Geotechniek 2002, nr. 4

LET OP: Van de jaargangen tot 2007 zijn - op een paar uitzonderingen na - alleen de abstracts beschikbaar. Vanaf 2007 is van ieder artikel ook een .pdf beschikbaar.

Resultaten van een uitgebreide grondonderzoekscampagne in de Boomse klei te Sint-Katelijne-Waver (deel 2)

Noël Huybrechts, Jan Maertens en Patrick Mengé, Geotechniek nr. 4, oktober 2002, pagina 18

In het kader van een onderzoeksproject over het draagvermogen van grondverdringende schroefpalen werd op een terrein te Sint-Katelijne-Waver een omvangrijk grondonderzoek uitgevoerd. De ondergrond van dit gebied bestaat uit overgeconsolideerde Tertiaire Boomse klei. Het meetprogramma omvatte mechanische sonderingen (continue en discontinue), elektrische sonderingen, Menard pressiometerproeven, seismische sonderingen en seismische oppervlaktemetingen (SASW, refractie). In het laboratorium zijn classificatieproeven uitgevoerd alsmede triaxiaalproeven (CU en UU) met Benderelementen in de cel. Er wordt een correlatie gemaakt tussen de verschillende metingen. In een vorige bijdrage in Geotechniek (Geotechniek 2002 nr.3, pagina 14) werden de resultaten van de 12 statische paalbelastingsproeven beschreven.

Regioannotaties

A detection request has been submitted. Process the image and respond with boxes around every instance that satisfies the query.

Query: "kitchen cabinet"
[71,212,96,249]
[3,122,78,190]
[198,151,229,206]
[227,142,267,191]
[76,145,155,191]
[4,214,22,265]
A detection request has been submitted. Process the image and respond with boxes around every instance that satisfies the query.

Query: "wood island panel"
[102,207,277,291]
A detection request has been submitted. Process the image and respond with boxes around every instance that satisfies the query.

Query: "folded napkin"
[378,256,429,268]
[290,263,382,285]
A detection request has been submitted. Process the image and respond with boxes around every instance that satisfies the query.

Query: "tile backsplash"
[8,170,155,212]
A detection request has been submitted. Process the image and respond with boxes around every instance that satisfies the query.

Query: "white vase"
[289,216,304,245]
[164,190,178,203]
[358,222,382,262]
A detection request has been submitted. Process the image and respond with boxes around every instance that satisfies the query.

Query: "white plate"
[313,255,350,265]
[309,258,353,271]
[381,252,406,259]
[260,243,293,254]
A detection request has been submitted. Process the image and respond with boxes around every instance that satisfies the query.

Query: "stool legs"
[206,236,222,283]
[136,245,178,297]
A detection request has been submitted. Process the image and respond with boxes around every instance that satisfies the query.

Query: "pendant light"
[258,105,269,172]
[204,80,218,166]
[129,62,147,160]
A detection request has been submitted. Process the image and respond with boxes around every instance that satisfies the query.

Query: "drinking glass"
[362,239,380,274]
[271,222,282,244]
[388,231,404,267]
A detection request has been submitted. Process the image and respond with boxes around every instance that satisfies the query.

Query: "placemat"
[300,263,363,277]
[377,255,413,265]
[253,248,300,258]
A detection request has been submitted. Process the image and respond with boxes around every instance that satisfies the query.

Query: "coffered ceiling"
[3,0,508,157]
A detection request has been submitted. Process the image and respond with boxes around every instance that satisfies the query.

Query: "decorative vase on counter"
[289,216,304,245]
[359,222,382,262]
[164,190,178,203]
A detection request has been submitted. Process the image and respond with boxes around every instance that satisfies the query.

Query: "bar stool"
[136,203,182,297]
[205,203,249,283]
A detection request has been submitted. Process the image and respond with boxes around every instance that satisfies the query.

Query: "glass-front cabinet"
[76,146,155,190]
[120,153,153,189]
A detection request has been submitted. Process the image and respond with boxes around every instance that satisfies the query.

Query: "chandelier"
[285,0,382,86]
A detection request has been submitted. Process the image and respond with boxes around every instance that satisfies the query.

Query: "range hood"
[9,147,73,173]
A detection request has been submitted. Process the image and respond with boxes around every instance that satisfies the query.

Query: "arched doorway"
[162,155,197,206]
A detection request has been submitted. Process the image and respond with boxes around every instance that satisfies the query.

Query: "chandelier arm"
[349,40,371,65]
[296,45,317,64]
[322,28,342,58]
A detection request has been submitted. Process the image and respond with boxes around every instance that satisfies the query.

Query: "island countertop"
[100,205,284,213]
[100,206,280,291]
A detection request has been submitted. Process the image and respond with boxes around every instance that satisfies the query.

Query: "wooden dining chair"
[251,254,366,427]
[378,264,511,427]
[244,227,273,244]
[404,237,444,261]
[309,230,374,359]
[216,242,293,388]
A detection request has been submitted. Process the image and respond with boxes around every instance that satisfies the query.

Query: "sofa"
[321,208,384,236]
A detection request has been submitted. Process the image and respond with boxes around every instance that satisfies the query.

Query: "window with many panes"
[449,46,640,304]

_OPDRACHT_:
Beantwoord alsjeblieft deze vragen over de tekst over de Boomse klei:
(a) Waaruit bestaat de ondergrond van het terrein te Sint-Katelijne-Waver?
(b) Welke twee soorten triaxiaalproeven zijn in het laboratorium uitgevoerd?
(c) Hoeveel statische paalbelastingsproeven zijn in de vorige bijdrage beschreven?
Gebruik alleen de tekst over de Boomse klei, niet de records.

_ANTWOORD_:
(a) Uit overgeconsolideerde Tertiaire Boomse klei.
(b) CU en UU.
(c) 12.